Exercise goal ▸
From the piece on assignments of benefits, list each thing that AOBs in the healthcare industry were originally meant to spare the insured from navigating.

Provided text ▸
───

Are assignments of benefits (AOB) an invasive species in the property and casualty environment?

As the “assignment of benefits” process has migrated from health policies to P&C claims, its use has created difficulties for both property owners and insurers. The original intent of AOB’s in the healthcare industry was to insulate the insured from navigating the bureaucracy of billing processes, HCPCS codes, and payment delays. At the same time, it allows care providers to match their claim to the specific requirements of the insurer.

The potential problem with an AOB is it takes evaluations and decisions regarding appropriate costs and services out of the hands of the person making the payment. When a policyholder does not need to come out of pocket for a claim, the question of whether the cost is reasonable is less of an urgent matter for the insured. Claims made directly to an insurer by a third party service provider also make the billing less visible to the insured. Even if the payment will be reimbursed, a payment made by an insured becomes somewhat of a monitor of cost.

This mechanism has moved into the P&C industry only for a short time, in mostly one state. For the past 18 – 24 months in Florida, AOB use in homeowners property claims has created what borders on chaos for both policyholders and insurers. Why different results with property claims when health insurance claims have been direct billed for decades?

───

Data extracts ▸
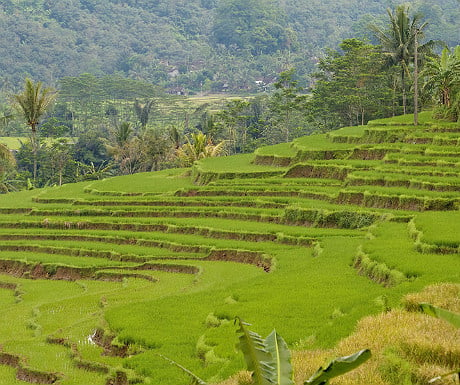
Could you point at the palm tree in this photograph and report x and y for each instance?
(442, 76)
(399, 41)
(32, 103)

───

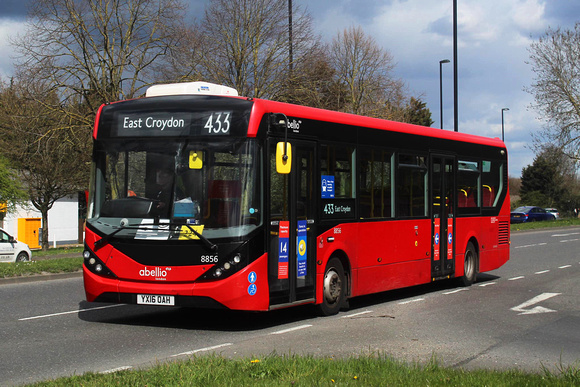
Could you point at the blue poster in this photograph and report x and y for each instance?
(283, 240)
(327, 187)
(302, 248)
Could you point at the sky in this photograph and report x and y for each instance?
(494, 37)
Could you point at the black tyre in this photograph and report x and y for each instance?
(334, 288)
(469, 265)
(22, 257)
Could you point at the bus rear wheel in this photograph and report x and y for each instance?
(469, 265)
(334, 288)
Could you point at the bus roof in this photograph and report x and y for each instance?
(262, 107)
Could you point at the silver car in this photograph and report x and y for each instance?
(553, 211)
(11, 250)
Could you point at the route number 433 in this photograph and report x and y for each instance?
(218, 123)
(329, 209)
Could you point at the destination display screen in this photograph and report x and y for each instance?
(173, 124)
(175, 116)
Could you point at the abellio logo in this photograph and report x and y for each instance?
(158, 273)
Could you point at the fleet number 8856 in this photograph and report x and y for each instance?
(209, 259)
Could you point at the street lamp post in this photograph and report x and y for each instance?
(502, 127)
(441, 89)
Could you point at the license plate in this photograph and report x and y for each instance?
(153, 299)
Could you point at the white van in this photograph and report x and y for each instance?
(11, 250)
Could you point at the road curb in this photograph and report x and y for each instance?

───

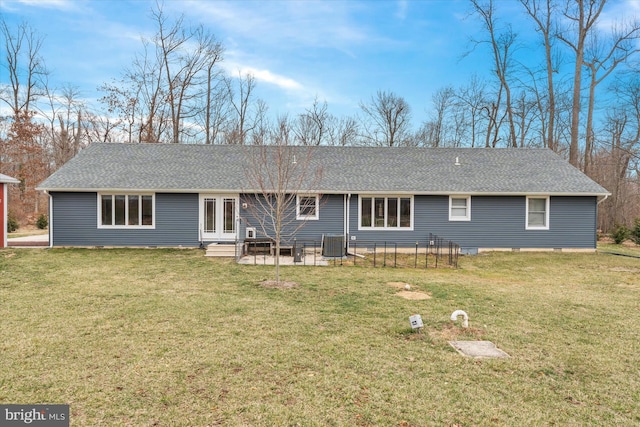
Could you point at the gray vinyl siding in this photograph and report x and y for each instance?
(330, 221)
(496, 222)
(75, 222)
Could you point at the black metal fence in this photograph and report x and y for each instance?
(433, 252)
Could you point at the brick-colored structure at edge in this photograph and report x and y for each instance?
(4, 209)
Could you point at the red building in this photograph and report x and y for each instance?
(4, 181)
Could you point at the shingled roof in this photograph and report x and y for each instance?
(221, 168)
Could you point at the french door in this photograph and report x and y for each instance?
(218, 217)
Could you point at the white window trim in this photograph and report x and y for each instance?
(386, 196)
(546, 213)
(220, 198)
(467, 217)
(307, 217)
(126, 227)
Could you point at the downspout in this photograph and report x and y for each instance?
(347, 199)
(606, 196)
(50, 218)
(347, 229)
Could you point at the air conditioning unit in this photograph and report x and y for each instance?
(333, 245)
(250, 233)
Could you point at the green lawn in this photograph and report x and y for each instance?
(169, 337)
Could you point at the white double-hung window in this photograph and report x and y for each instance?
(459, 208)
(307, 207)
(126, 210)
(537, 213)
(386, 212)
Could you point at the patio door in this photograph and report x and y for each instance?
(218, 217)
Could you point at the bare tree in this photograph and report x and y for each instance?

───

Exercise solution ▸
- the bureaucracy of billing processes
- HCPCS codes
- payment delays